**PASSAGE PROVIDED**
____

S$^2$GPT-PINNs: Sparse and Small models for PDEs
This work addresses computational efficiency for domain-specific PDEs, but it appears incremental as it builds on existing PINN methods with customizations.
The authors tackled solving parametric partial differential equations (PDEs) by proposing S$^2$GPT-PINN, a sparse and small model that uses orders of magnitude fewer parameters than PINNs to achieve high efficiency through customizations like knowledge distillation and down-sampling.
We propose S$^2$GPT-PINN, a sparse and small model for solving parametric partial differential equations (PDEs). Similar to Small Language Models (SLMs), S$^2$GPT-PINN is tailored to domain-specific (families of) PDEs and characterized by its compact architecture and minimal computational power. Leveraging a small amount of extremely high quality data via a mathematically rigorous greedy algorithm that is enabled by the large full-order models, S$^2$GPT-PINN relies on orders of magnitude less parameters than PINNs to achieve extremely high efficiency via two levels of customizations. The first is knowledge distillation via task-specific activation functions that are transferred from Pre-Trained PINNs. The second is a judicious down-sampling when calculating the physics-informed loss of the network compressing the number of data sites by orders of magnitude to the size of the small model.

____

**RECORDS SUPPLIED**
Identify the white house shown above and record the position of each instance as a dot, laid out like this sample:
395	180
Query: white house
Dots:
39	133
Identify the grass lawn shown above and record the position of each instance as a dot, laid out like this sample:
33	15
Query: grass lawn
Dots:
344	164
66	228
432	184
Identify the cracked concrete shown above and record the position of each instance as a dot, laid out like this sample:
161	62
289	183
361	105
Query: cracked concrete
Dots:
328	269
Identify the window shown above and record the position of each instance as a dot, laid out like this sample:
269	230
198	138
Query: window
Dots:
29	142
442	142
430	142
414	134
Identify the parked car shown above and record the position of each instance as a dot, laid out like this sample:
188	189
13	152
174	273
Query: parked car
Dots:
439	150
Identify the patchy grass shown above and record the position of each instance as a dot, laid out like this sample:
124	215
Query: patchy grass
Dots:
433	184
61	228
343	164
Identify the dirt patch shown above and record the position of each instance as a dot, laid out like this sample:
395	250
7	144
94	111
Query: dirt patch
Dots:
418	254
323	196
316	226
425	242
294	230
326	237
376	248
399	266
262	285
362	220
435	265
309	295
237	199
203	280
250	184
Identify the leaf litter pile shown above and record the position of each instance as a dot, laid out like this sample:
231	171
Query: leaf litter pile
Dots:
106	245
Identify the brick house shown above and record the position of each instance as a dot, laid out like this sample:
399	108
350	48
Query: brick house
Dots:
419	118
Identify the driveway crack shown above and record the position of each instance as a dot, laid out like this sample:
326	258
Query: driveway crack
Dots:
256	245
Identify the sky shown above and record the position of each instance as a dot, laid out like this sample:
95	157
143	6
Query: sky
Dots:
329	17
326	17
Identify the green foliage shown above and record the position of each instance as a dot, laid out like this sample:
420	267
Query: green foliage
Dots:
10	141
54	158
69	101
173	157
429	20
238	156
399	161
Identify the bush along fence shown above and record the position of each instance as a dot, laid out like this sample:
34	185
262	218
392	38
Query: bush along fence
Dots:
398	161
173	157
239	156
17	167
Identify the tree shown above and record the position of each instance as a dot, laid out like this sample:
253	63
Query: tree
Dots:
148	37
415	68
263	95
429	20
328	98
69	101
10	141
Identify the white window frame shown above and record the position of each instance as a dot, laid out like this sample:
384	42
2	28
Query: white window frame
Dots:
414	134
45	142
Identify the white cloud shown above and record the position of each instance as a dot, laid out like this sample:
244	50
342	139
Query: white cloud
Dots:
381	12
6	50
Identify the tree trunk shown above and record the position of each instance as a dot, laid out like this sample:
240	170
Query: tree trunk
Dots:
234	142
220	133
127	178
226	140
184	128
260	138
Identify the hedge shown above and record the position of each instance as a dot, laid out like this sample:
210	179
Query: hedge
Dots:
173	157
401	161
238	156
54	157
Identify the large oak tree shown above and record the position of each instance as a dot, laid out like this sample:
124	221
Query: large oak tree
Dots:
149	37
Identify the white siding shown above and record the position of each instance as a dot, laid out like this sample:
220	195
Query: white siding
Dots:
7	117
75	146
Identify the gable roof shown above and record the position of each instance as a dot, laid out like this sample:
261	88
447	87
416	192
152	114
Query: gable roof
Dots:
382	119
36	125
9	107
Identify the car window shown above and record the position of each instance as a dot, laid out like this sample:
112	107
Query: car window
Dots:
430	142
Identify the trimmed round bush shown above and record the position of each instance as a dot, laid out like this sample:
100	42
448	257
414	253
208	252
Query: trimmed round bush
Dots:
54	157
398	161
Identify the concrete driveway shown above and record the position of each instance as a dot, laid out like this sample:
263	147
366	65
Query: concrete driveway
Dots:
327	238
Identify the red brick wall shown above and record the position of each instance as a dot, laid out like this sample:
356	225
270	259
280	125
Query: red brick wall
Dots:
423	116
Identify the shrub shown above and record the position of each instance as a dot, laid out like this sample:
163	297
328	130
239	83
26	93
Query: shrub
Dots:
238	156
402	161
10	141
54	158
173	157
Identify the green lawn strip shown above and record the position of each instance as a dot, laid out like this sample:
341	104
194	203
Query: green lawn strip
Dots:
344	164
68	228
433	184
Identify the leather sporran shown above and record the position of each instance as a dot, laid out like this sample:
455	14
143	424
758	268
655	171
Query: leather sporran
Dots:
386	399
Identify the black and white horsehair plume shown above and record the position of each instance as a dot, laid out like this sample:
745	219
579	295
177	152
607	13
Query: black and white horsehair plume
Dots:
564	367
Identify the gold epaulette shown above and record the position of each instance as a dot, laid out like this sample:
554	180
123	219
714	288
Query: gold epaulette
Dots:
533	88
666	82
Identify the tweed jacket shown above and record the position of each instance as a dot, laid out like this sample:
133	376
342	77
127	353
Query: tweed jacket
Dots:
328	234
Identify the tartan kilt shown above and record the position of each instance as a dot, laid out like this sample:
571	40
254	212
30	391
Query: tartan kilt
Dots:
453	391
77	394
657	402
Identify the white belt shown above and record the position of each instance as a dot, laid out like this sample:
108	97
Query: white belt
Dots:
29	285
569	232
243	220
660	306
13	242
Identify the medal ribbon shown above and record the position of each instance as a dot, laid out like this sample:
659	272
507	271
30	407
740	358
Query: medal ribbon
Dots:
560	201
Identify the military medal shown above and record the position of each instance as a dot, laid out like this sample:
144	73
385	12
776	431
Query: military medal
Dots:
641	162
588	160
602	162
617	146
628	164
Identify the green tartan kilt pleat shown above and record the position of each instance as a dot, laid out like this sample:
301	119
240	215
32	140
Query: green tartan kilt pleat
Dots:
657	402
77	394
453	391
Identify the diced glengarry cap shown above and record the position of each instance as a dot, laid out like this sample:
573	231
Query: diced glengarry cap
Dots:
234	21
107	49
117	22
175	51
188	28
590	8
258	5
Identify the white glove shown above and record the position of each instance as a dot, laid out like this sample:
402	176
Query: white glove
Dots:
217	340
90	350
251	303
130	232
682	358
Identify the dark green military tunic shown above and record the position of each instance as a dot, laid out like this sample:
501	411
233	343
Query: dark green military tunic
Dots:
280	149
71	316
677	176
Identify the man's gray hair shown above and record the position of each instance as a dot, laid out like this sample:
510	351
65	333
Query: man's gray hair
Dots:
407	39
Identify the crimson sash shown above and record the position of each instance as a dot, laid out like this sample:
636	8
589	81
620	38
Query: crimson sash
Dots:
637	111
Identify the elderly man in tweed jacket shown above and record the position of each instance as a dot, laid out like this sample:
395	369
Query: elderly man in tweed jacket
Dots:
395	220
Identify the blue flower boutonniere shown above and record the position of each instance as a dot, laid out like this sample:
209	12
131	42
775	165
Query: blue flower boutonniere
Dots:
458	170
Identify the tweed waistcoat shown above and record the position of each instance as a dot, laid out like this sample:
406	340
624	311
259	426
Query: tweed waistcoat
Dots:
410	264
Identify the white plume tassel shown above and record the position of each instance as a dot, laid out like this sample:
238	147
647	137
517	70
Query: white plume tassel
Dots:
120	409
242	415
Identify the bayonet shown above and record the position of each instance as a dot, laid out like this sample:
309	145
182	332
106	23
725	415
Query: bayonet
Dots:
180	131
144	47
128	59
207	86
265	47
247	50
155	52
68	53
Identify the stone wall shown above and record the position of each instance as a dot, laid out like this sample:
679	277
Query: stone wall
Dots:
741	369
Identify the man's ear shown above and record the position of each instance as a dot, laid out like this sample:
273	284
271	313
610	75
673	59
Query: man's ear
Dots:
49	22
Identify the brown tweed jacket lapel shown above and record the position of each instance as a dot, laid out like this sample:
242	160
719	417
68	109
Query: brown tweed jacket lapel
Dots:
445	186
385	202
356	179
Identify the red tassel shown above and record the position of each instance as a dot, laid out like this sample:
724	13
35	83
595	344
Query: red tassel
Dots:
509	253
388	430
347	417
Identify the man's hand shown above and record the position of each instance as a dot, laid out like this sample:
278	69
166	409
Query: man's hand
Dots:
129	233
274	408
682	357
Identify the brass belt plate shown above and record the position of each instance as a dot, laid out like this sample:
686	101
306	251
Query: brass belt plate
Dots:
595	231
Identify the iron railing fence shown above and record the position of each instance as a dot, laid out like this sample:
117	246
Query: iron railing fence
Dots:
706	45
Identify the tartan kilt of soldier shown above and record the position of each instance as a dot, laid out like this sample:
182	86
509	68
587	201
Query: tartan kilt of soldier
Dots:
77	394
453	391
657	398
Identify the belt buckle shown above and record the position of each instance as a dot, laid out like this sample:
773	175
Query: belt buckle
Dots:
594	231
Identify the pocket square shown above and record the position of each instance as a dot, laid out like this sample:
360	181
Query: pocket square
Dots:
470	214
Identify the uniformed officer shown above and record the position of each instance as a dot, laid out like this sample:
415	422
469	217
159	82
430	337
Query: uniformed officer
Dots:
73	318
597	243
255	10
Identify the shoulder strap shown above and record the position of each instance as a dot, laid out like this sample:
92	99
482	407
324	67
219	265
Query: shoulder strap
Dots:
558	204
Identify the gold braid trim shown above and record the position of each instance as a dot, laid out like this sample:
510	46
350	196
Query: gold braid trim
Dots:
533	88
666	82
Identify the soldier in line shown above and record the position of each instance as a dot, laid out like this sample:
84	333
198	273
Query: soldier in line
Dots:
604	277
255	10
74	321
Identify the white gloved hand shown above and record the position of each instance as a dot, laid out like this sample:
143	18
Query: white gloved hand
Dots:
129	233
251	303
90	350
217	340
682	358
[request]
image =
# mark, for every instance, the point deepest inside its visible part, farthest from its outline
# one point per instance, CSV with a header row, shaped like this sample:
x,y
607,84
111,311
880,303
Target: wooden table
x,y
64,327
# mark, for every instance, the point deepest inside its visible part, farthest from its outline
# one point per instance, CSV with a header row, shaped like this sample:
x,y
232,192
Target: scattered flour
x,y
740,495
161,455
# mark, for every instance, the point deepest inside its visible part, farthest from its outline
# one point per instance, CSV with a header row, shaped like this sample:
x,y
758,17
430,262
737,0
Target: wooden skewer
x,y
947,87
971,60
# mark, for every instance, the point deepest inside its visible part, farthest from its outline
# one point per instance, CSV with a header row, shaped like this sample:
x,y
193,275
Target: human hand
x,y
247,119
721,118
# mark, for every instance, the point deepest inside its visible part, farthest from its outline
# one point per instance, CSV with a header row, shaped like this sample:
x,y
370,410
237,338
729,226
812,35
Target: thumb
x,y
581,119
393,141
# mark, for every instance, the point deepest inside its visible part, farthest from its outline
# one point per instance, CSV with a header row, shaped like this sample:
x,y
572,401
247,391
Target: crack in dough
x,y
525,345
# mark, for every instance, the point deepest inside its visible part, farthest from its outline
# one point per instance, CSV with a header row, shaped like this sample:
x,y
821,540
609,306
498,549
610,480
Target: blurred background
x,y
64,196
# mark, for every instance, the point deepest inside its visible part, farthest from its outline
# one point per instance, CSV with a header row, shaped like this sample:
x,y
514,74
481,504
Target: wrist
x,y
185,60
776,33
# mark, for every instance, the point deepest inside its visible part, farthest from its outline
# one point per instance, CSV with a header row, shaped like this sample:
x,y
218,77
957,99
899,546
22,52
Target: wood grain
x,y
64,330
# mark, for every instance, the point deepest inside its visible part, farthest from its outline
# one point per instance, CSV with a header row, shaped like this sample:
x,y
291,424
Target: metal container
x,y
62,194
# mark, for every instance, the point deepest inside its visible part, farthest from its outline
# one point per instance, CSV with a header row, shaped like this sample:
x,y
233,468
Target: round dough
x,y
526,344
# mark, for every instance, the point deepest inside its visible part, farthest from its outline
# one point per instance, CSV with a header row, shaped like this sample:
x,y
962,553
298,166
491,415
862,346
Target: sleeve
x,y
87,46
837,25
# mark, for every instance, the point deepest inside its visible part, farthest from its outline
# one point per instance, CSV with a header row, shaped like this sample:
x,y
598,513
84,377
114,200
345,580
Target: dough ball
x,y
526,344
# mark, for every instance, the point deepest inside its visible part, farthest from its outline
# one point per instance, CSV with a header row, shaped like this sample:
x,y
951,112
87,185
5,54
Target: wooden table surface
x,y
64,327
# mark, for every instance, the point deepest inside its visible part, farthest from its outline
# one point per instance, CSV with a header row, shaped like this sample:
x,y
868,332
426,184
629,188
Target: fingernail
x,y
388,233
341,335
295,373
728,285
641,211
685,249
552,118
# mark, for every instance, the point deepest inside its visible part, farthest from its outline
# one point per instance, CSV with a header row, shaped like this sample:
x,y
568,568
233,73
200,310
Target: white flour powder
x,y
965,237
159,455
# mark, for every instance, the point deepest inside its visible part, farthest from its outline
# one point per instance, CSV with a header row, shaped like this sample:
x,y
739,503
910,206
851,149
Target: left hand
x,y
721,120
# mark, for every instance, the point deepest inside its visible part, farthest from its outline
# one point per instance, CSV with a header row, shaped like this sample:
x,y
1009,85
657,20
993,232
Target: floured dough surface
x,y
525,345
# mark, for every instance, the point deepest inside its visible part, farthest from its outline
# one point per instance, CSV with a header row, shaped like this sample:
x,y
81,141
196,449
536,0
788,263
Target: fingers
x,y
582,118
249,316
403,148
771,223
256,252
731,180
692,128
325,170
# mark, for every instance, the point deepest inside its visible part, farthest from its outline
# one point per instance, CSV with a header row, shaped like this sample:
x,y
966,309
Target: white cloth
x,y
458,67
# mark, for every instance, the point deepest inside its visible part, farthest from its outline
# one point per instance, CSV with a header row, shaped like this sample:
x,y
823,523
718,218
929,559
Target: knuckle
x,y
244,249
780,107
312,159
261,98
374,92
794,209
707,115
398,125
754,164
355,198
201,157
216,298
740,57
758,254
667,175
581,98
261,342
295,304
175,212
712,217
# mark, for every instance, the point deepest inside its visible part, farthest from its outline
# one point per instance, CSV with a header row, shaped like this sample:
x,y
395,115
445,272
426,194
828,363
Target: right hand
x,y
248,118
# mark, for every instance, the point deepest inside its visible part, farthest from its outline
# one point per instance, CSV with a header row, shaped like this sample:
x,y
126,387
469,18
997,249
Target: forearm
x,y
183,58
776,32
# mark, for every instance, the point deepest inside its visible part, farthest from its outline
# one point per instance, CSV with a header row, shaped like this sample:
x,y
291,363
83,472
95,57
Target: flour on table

____

**ACTIONS TO TAKE**
A. From the S$^2$GPT-PINN passage above, reproduce word for word the portion starting at "S$^2$GPT-PINNs: Sparse and" and ending at "methods with customizations.".
B. Condense the paragraph of the S$^2$GPT-PINN passage that begins "We propose S$^2$GPT-PINN" into a bulleted list of its main facts.

**ANSWERS TO THE EXERCISE**
A.
S$^2$GPT-PINNs: Sparse and Small models for PDEs
This work addresses computational efficiency for domain-specific PDEs, but it appears incremental as it builds on existing PINN methods with customizations.

B.
- S$^2$GPT-PINN is a sparse and small model for solving parametric partial differential equations (PDEs).
- Like Small Language Models, it is tailored to domain-specific (families of) PDEs. It has a compact architecture and needs minimal computational power.
- It uses a small amount of extremely high quality data. A mathematically rigorous greedy algorithm, enabled by the large full-order models, supplies this data.
- It needs orders of magnitude fewer parameters than PINNs. It reaches extremely high efficiency through two levels of customization:
  - knowledge distillation via task-specific activation functions transferred from Pre-Trained PINNs
  - judicious down-sampling when calculating the physics-informed loss, which compresses the number of data sites by orders of magnitude to the size of the small model